▸ DOCUMENT SECTION
# # #
Grrr, (edit first, THEN hit send)

"vast majority" was incorrect...
it should have read they ALL required more than 250 wh/mile from the outlet.



_______________________________________________
For subscription options, see
http://lists.sjsu.edu/mailman/listinfo/ev


----------



## EVDL List (Jul 27, 2007)

> Peter VanDerWal wrote:
> 
> > What we have to put INTO the vehicle is what counts when we
> > are figuring out how to get it in.
> ...


----------



## EVDL List (Jul 27, 2007)

Of course, there is always the super conductor route. Use a coaxial
super conductor cable just between the main and the vehicle to keep it
manageable.

PS I am not one who cares about rapid charging, but would like to have
150 mile range.


I wish I could find the link but this stuff is getting more and more
popular in battleship wiring and transmission lines.
I think they call it HTS cable for High Temp Simiconductor.

_______________________________________________
For subscription options, see
http://lists.sjsu.edu/mailman/listinfo/ev


----------



## EVDL List (Jul 27, 2007)

Are we are forgetting duty cycle?

For example someone pushes 2000 amps thru much smaller wiring in the
zombie because he doesn't have to do it for very long.
Perhaps 50% duty cycle would reduce the cable size.

(at least it will become more flexible faster)

_______________________________________________
For subscription options, see
http://lists.sjsu.edu/mailman/listinfo/ev


----------



## EVDL List (Jul 27, 2007)

I saw an interesting futuristic proposal once that had a slot in bottom
of the car. You drove up to a station and right on to the monorail.
While on this commute freeway you don't have to steer and the battery
gets a charge. When you get to your destination station you disembark
and drive under your own power.

They had some interesting method of getting off the track but I never
did find out their solution when a person has a flat or breakdown.


I also like the driveon/driveoff train. If we plug in the train can use
it's dynamic breaking to charge the vehicles.


_______________________________________________
For subscription options, see
http://lists.sjsu.edu/mailman/listinfo/ev


----------



## EVDL List (Jul 27, 2007)

I recently installed a KWH meter in order to figure out what Sparky
was really costing to drive. (There are a bunch of them on Ebay.) It
is very close to .5 KWH per mile. With $.20/KWH electricity here in
Bob's beloved Corrupticut, that comes out to $.10/mile for
electricity. Based on my onboard meter, I had estimated 350 watt
hours/mile. Are these numbers reasonable? Is my ferroresonant charger
that inefficient?
# # #
▸ EXERCISES
A. Quote the part of the electric vehicle discussion that opens with the words "I saw an interesting" and closes with "flat or breakdown.".
B. Decide whether each statement agrees with the electric vehicle discussion, and answer yes or no with the deciding words quoted from it: (i) The meter reading came out very close to .5 KWH per mile. (ii) The poster who proposed a superconductor cable cares about rapid charging. (iii) The poster learned how the monorail proposal handled a flat or breakdown.
C. Carry on the electric vehicle discussion from where it stops.
The data that come next are not needed.

▸ COLLECTED MATERIAL
# # #
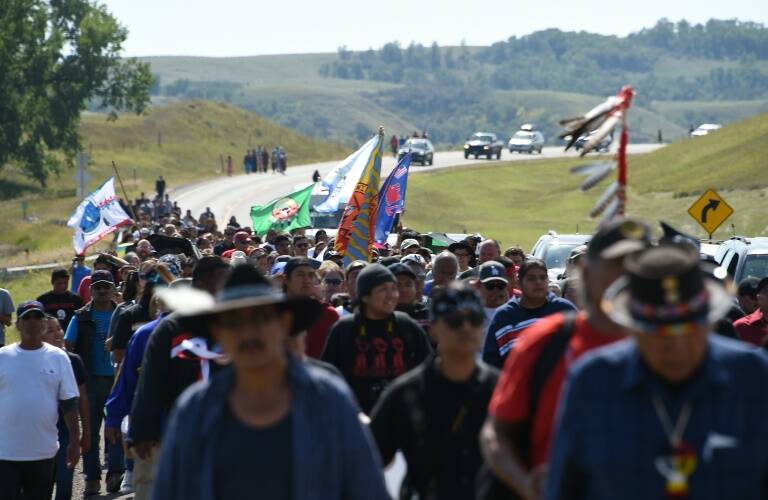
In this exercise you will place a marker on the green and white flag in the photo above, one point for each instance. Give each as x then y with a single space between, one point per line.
283 214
# # #
▸ ANSWERS BY TASK
A.
I saw an interesting futuristic proposal once that had a slot in bottom
of the car. You drove up to a station and right on to the monorail.
While on this commute freeway you don't have to steer and the battery
gets a charge. When you get to your destination station you disembark
and drive under your own power.

They had some interesting method of getting off the track but I never
did find out their solution when a person has a flat or breakdown.

B.
(i) Yes: "It is very close to .5 KWH per mile."
(ii) No: "PS I am not one who cares about rapid charging, but would like to have 150 mile range."
(iii) No: "I never did find out their solution when a person has a flat or breakdown."

C.
-- 
http://www.austinev.org/evalbum/1059
http://stormselectric.blogspot.com/
Storm

_______________________________________________
For subscription options, see
http://lists.sjsu.edu/mailman/listinfo/ev


----------



## EVDL List (Jul 27, 2007)

Jeff are you thinking of the system that was tryed in Holland back in the 
early 70's more like trolly car teck but it was for city use. Gary Foster
----- Original Message ----- 
From: "Jeff Shanab" <[email protected]>
To: <[email protected]>
Sent: Tuesday, May 20, 2008 10:47 PM
Subject: Re: [EVDL] Did consumers kill the electric car?


>I saw an interesting futuristic proposal once that had a slot in bottom
> of the car. You drove up to a station and right on to the monorail.
> While on this commute freeway you don't have to steer and the battery
> gets a charge. When you get to your destination station you disembark
> and drive under your own power.
>
> They had some interesting method of getting off the track but I never
> did find out their solution when a person has a flat or breakdown.
>
>
> I also like the driveon/driveoff train. If we plug in the train can use
> it's dynamic breaking to charge the vehicles.
>
>
> _______________________________________________
> For subscription options, see
> http://lists.sjsu.edu/mailman/listinfo/ev 

_______________________________________________
For subscription options, see
http://lists.sjsu.edu/mailman/listinfo/ev


----------



## EVDL List (Jul 27, 2007)

> Are we are forgetting duty cycle?
>
> For example someone pushes 2000 amps thru much smaller wiring in the
> zombie because he doesn't have to do it for very long.
> Perhaps 50% duty cycle would reduce the cable size.
>
> (at least it will become more flexible faster)
>

What are you refering to?

My cable size figures?
Recharging at a public charge station could be close to 100%. I.e you run
at max amps until you're full, pull away and the next guy in line starts
charging at 100% You have to assume that this will happen at least some
of the time.

The 30 seconds between cars won't have any significant effect on the
overall duty cycle. Especially when you take NECs typical derating into
account.


_______________________________________________
For subscription options, see
http://lists.sjsu.edu/mailman/listinfo/ev


----------



## EVDL List (Jul 27, 2007)

I'm not sure if I posted this to the list, or off list.
The initial argument (not mine) was that EVs can't be successful until
they satisfy the majority of consumers.

Hence the need for a 350 mile range and fast charge capability.

If you are going to impose those restrictions, then my contention is that
you must satisfy ALL of the expectations of Joe Sixpack. I.e. he needs to
be able to do long distance trips at high speeds (like he does in an ICE)
so you have to assume at least 65-70 mph.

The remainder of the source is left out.